Excerpts from a dataset on pointing to objects:
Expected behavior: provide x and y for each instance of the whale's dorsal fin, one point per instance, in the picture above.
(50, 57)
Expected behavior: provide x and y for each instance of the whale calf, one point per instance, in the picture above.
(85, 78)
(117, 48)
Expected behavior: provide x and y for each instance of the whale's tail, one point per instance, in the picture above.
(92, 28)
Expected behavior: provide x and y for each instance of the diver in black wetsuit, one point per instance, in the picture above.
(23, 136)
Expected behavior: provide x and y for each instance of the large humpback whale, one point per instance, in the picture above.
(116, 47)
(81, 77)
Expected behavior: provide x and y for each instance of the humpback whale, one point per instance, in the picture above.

- [Task]: Rewrite all of the rows above, changing "one point per instance" to "a single point for each instance" wherever it occurs and leaving everything else as it is.

- [Response to this task]:
Expected behavior: provide x and y for each instance of the whale's dorsal fin, a single point for each instance, in the picture above.
(50, 57)
Expected behavior: provide x and y for each instance of the whale calf, a single point for each instance, in the picture above.
(85, 78)
(117, 48)
Expected behavior: provide x and y for each instance of the whale's tail, a single point for each instance, in the picture above.
(92, 28)
Expected behavior: provide x and y for each instance of the diver in black wetsuit, a single point for each instance, in the picture above.
(23, 136)
Expected behavior: provide x and y for each instance of the large humpback whale, a single point for each instance, in the picture above.
(116, 47)
(81, 77)
Expected behavior: provide x and y for each instance of the humpback whale, a single point for each instance, in the picture above.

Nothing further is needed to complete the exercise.